=== Requirement 1 ===
Using the article on Bangladesh Bank's loan rules, mark each statement yes or no and quote the words that decide it. (a) The change takes effect from September 30 this year. (b) From March 31, 2025, loans will count as overdue one week after the repayment deadline. (c) A top official of a private bank said the central bank had eased loan classification rules during Covid-19.
=== Requirement 2 ===
Write a continuation of the article on Bangladesh Bank's loan rules, picking up right after its last sentence.

*** Document excerpt Section Begins ***

Previously, the overdue loan classification time was 6 months
role of FID in regulating banks

In a bid to conform to international best practices in the classification of default loans, Bangladesh Bank (BB) yesterday tightened the definition of overdue term loans.

In a circular, the central bank said that lenders will treat a loan as overdue if a borrower does not make an instalment payment within three months after the due date of repayment.

Under existing rules, if a borrower fails to repay an instalment on time, the loan is considered overdue six months after the repayment date.

The BB said this will come into effect from September 30 this year.

From March 31, 2025 onwards, loans will be treated as overdue the day after the deadline for repaying instalments, according to the BB notification.

A top official of a private bank said the central bank had eased loan classification rules during Covid-19 to stand by borrowers suffering from a slowdown in businesses and economic activities due to pandemic-induced restrictions.

Those rules have been tightened now, he said, adding that banks would start classifying loans as non-performing six months after the due date of repayment from September this year.

*** Document excerpt Section Ends ***
*** Provided data Section Begins ***

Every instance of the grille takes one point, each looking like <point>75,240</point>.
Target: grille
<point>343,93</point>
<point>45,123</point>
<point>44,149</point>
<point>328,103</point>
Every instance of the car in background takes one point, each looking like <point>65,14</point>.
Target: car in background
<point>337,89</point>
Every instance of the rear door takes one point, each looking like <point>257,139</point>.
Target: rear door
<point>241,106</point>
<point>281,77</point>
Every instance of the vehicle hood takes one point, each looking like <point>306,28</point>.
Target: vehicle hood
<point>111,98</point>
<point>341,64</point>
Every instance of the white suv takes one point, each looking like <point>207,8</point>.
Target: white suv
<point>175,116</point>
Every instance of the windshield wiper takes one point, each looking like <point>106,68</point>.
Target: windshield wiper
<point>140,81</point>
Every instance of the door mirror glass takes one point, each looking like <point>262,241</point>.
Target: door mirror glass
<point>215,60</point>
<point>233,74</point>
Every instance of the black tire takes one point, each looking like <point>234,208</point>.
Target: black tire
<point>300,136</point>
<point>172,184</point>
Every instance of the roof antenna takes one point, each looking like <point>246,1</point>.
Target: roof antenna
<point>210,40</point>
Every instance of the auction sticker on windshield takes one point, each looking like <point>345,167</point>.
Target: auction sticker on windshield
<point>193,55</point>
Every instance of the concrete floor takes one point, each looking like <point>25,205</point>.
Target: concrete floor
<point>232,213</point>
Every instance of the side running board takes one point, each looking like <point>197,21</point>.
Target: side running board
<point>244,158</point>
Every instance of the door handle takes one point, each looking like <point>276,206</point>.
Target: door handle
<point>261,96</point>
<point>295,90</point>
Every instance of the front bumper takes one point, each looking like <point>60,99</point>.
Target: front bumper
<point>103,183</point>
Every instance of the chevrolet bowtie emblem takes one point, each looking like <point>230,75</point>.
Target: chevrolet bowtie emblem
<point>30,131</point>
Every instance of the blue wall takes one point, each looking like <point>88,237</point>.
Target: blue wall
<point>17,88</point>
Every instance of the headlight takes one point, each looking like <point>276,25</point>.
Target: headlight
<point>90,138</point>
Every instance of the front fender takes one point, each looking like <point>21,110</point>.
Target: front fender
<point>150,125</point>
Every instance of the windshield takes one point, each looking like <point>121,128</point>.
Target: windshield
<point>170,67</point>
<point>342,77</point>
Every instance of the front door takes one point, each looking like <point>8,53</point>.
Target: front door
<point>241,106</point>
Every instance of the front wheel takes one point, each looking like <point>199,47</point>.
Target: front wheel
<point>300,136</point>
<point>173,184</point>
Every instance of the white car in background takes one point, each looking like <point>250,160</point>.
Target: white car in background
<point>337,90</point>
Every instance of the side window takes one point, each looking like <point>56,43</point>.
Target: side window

*** Provided data Section Ends ***

=== Written answer 1 ===
(a) Yes: "The BB said this will come into effect from September 30 this year."
(b) No: "loans will be treated as overdue the day after the deadline for repaying instalments"
(c) Yes: "the central bank had eased loan classification rules during Covid-19"

=== Written answer 2 ===
From March, 2025 onwards, banks will classify loans as non-performing loans if borrowers fail to pay an instalment three months after the due date.

"The new rule will make it difficult for banks that have deferred classification," he said.

In another circular yesterday, the BB barred banks from collecting higher instalments on industrial term loans and home loans taken before July 2023, easing concerns of many borrowers who, owing to rising interest rates, have to pay higher instalments now than they initially appraised.

The BB said banks will have to collect instalments on such loans based on interest rate they had fixed prior to the introduction of the Six-Months Moving Average Rate of Treasury Bills (SMART).

The central bank asked banks to follow the SMART Rate from July last year to fix interest on loans, scrapping the previous lending rate cap of 9 percent, which it had slapped in April 2020.

As interest rates began to rise due to an increasing SMART rate, a number of banks started to slap variable interest on loans, which caused a spiral in instalments, making it tough for many borrowers to service loans regularly.

In its circular, the BB acknowledged the issue and said the capacity of borrowers to repay increased instalments has reduced as the current interest rate, determined based on SMART rate, is higher than the past.

"Under the circumstances, it has become necessary to restructure the tenure of term loans and house finance without increasing instalments," said the central bank, asking lenders to keep instalment amounts unchanged.

To do this, banks will have to consider outstanding balance of loans as of March 31, 2024. The excess amount of instalment should be transferred to interest-free blocked accounts, it said, suggesting banks increase tenure of repayment.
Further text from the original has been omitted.